Your objective.
Copy out the entries below, changing every "tight rectangle" to "close-fitting rectangle" and keeping everything else the same.

Dataset items.
--------------------------------

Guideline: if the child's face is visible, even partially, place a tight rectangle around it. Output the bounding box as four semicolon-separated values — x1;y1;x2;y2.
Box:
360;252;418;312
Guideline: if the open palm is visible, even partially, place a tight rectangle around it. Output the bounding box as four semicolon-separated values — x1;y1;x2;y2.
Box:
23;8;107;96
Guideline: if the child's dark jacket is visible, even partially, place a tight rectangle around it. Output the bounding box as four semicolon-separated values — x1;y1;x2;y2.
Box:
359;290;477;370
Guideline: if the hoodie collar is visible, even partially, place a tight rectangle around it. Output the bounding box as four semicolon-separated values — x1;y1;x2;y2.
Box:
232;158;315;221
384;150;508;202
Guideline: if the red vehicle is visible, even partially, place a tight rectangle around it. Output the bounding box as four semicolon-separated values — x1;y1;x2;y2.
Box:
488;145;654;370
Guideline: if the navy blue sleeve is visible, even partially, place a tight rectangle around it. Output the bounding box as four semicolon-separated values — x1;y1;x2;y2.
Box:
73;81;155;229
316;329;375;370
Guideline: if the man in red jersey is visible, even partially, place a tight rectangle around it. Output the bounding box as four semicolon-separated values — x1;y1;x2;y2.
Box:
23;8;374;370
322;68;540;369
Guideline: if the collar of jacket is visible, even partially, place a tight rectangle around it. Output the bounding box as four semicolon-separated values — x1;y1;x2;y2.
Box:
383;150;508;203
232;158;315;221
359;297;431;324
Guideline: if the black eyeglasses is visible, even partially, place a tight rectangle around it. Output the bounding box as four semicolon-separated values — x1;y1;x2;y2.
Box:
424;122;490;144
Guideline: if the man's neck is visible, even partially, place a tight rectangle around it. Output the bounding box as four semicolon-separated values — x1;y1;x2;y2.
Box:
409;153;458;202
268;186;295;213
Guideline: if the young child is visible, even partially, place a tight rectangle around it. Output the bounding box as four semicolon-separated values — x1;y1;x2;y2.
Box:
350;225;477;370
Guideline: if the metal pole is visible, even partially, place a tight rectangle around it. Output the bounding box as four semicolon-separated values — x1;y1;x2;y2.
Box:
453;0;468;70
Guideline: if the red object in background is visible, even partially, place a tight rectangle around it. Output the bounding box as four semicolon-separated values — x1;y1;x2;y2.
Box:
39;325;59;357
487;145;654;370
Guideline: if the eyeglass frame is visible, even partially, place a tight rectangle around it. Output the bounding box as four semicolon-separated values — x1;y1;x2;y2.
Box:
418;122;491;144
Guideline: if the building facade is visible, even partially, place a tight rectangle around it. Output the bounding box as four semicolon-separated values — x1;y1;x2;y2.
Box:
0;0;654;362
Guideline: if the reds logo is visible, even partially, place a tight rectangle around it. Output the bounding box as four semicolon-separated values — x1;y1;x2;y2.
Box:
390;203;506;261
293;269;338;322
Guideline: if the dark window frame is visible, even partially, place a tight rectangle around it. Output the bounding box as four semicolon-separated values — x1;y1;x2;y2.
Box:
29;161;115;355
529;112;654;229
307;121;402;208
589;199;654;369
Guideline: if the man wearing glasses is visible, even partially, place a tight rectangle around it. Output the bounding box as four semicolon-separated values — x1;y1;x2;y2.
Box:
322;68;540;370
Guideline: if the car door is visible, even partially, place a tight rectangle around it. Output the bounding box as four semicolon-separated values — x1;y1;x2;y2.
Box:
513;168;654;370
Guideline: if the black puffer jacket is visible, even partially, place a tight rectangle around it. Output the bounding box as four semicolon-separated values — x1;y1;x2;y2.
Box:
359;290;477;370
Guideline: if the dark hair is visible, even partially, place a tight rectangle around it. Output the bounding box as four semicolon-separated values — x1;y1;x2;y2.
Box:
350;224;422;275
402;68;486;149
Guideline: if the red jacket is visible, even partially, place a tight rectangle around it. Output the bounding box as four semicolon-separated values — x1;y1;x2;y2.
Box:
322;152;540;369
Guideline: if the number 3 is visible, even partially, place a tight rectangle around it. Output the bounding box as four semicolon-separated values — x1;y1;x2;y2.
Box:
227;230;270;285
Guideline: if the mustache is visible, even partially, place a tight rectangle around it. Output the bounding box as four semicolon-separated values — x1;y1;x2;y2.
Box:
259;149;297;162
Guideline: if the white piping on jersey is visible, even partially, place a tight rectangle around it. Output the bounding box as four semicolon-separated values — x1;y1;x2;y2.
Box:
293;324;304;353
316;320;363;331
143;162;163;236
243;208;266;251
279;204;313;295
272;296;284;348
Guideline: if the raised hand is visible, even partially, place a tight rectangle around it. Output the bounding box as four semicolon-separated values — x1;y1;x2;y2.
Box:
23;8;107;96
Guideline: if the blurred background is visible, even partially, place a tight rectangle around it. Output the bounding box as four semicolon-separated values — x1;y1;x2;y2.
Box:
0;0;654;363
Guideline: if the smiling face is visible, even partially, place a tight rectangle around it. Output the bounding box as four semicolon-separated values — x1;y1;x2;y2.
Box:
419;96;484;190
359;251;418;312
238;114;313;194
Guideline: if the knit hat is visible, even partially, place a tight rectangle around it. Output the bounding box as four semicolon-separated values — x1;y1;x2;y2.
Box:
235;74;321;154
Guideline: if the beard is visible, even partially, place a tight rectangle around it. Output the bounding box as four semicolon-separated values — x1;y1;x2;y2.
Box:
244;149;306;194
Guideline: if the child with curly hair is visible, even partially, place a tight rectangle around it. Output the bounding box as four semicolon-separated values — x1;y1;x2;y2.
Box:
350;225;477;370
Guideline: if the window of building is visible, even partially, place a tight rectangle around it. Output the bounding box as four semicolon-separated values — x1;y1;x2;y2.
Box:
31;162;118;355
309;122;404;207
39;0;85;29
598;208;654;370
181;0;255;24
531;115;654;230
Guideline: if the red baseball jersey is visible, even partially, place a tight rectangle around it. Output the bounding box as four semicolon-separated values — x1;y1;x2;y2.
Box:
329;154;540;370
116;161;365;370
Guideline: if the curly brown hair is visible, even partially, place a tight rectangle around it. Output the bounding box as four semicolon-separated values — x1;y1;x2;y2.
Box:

--------------------------------

Output for this task.
Guideline: if the child's face is visible, even partially, place a close-fitting rectangle around it. Output the bounding box as four semicolon-separated values — x1;y1;x2;y2.
Box:
360;252;418;312
Guideline: if the open palm is visible, even partially, place a close-fitting rectangle around it. Output the bounding box as four semicolon-separated values — x1;y1;x2;y2.
Box:
23;8;107;96
Guideline: if the child's dark jacket is visible, even partially, place a close-fitting rectangle around it. Output the bounding box as four semicolon-separated values — x1;y1;x2;y2.
Box:
359;290;477;370
Guideline: if the hoodie collar is visible, even partially, place a close-fitting rectangle around it. Output the bounding box as four semicolon-separated values — x1;y1;x2;y2.
Box:
232;158;315;221
384;150;508;202
Guideline: if the red vehicle is visible, even partially, place a close-fitting rectangle around it. Output the bounding box as four semicolon-separated values — x1;y1;x2;y2.
Box:
488;145;654;370
Guideline: if the navy blue sleeve is visible, even partially, place a close-fitting rectangle around it. Output the bounding box as four semicolon-separated values — x1;y1;x2;y2.
Box:
73;81;155;229
316;329;375;370
Guideline: if the man in red jersey is visible, even partially, place a close-fitting rectangle around it. Output the bounding box as four semicolon-separated values — x1;y1;x2;y2.
Box:
23;8;374;370
322;68;540;369
Guideline: if the collar of jacket is visible, even partially, place a close-fitting rectangle around it. Output the bounding box as four semicolon-separated values — x1;y1;x2;y2.
Box:
383;150;508;203
232;158;315;221
359;297;431;324
Guideline: if the black eyeglasses is visible, even partially, place a close-fitting rectangle around it. Output the bounding box as four semicolon-separated values — x1;y1;x2;y2.
Box:
424;122;490;144
Guideline: if the man's neck is visible, even partially, place a close-fitting rectangle around it. Output the bounding box as four semicolon-separated values — x1;y1;x2;y2.
Box:
409;153;458;202
268;186;295;213
Guideline: if the young child is visible, even partially, place a close-fitting rectangle around it. Output the bounding box as four semicolon-separated values — x1;y1;x2;y2.
Box:
350;225;477;370
Guideline: if the metal pole is visible, even partially, place a close-fitting rectangle around it. Output the bounding box as four semicolon-separated values — x1;y1;x2;y2.
Box:
453;0;468;70
Guideline: if the red object in background is visible, even partially, place a close-fitting rectangle around it. Output the bounding box as four semicolon-separated values — x1;y1;x2;y2.
Box:
39;325;59;357
487;145;654;370
Guideline: if the eyeglass frame is visible, even partially, place a close-fitting rectangle around it. Output the bounding box as four semicolon-separated values — x1;y1;x2;y2.
Box:
418;122;491;144
Guideline: if the building facade is visible, even partially, place a close-fitting rectangle around it. Output the bounding box as four semicolon-separated values — x1;y1;x2;y2.
Box:
0;0;654;362
Guideline: if the reds logo is visible, even partially, place a close-fitting rectangle around it. Output the bounding box as four semicolon-separated values — x1;y1;x2;y2.
Box:
390;203;506;261
293;269;338;322
Guideline: if the dark window frame is visible, even partially, place a close-fitting rectangle around it. Output the bounding box as four semicolon-separated values — x1;y1;x2;y2.
Box:
29;161;115;355
529;112;654;229
307;121;402;208
589;199;654;369
Guideline: if the man wearing glasses is visible, even partially, place a close-fitting rectangle around it. Output the bounding box as four semicolon-separated values — x1;y1;x2;y2.
Box:
322;68;540;370
Guideline: if the car door is visible, even partially, place a close-fitting rectangle around it. Output the bounding box as four semicolon-separated values — x1;y1;x2;y2.
Box:
513;168;654;370
Guideline: if the black puffer jacket is visible, even partially, place a close-fitting rectangle around it. Output the bounding box as four semicolon-separated values — x1;y1;x2;y2.
Box:
359;290;477;370
Guideline: if the dark hair is visible, even partially, place a close-fitting rectangle around it. Output the bounding box as four semicolon-separated values — x1;y1;x2;y2.
Box:
350;224;422;275
402;68;486;149
Guideline: if the red jacket is visible, even partially, place a close-fitting rectangle around it. Output the bounding box as four semicolon-separated values — x1;y1;x2;y2.
Box:
322;152;540;369
Guideline: if the number 3 is visible, even partially, place a close-fitting rectangle around it. Output the bounding box as four semicolon-separated values — x1;y1;x2;y2.
Box:
227;230;270;285
Guideline: if the mustache is visible, even partially, place a close-fitting rectangle around it. Output the bounding box as four semicolon-separated values — x1;y1;x2;y2.
Box:
259;149;297;162
Guideline: if the white piping on jersey is visible, even partially, place a close-fitting rectangle around it. Output the bounding box as four semicolon-separated values — x1;y1;x2;y2.
Box:
293;324;304;353
316;320;363;331
143;162;163;236
243;208;266;251
279;204;313;295
272;296;284;348
Guideline: if the raised hand is visible, even partially, place a close-fitting rectangle around it. Output the bounding box as four semicolon-separated values — x1;y1;x2;y2.
Box:
23;8;107;96
Guideline: if the blurred background is visible, even partially, place a close-fitting rectangle around it. Output the bounding box as four semicolon-separated values — x1;y1;x2;y2.
Box:
0;0;654;363
Guideline: if the smiling face is visible, even partially, place a close-fitting rectangle around it. Output the bounding box as four semicolon-separated values — x1;y1;x2;y2.
Box:
419;96;484;190
359;251;418;312
238;114;313;194
Guideline: if the knit hat is visible, even partially, place a close-fitting rectangle around it. Output the bounding box as four semicolon-separated values — x1;y1;x2;y2.
Box:
235;74;321;154
Guideline: if the beard is visible, even partially, place a close-fitting rectangle around it. Output the bounding box as four semicolon-separated values — x1;y1;x2;y2.
Box:
244;149;306;194
Guideline: if the child with curly hair is visible, even partially, place a close-fitting rectangle around it. Output the bounding box as four semicolon-separated values — x1;y1;x2;y2.
Box:
350;225;477;370
Guideline: if the window of building is visible, even partially, place a close-fitting rectangle around it. Output the bounding box as four semicolon-separated values — x1;y1;x2;y2.
Box:
31;162;118;355
309;122;404;207
39;0;85;29
598;208;654;370
181;0;255;24
531;115;654;230
Guideline: if the red baseball jersey is visible, even partially, place a close-fitting rectangle around it. Output the bounding box as four semicolon-separated values — x1;y1;x2;y2.
Box:
329;154;540;370
116;161;365;370
Guideline: if the curly brown hair is visible, even partially, place a close-fitting rectangle around it. Output the bounding box as four semicolon-separated values — x1;y1;x2;y2.
Box:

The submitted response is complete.